Problem statement — All the data below goes into the copy word for word, but the pictures don't.

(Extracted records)
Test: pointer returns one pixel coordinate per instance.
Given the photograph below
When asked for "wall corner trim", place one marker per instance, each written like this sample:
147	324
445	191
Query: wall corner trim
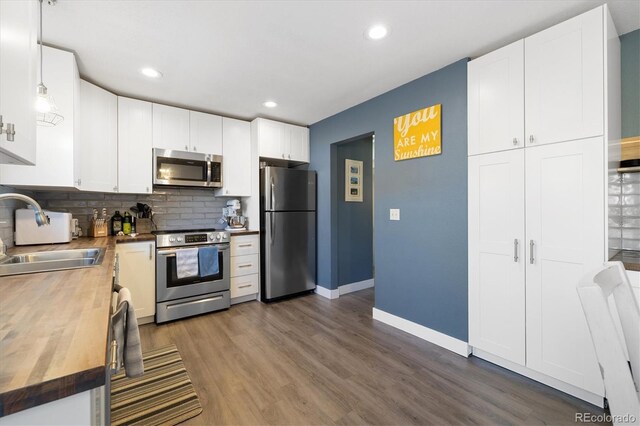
451	343
357	286
325	292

Exercise result —
Test: pointer returns one pixel coordinate per instance.
Given the photograph below
When asked for "wall corner trim", place one marker per instance, each written like this sample:
147	324
445	191
Query: wall corner trim
451	343
357	286
325	292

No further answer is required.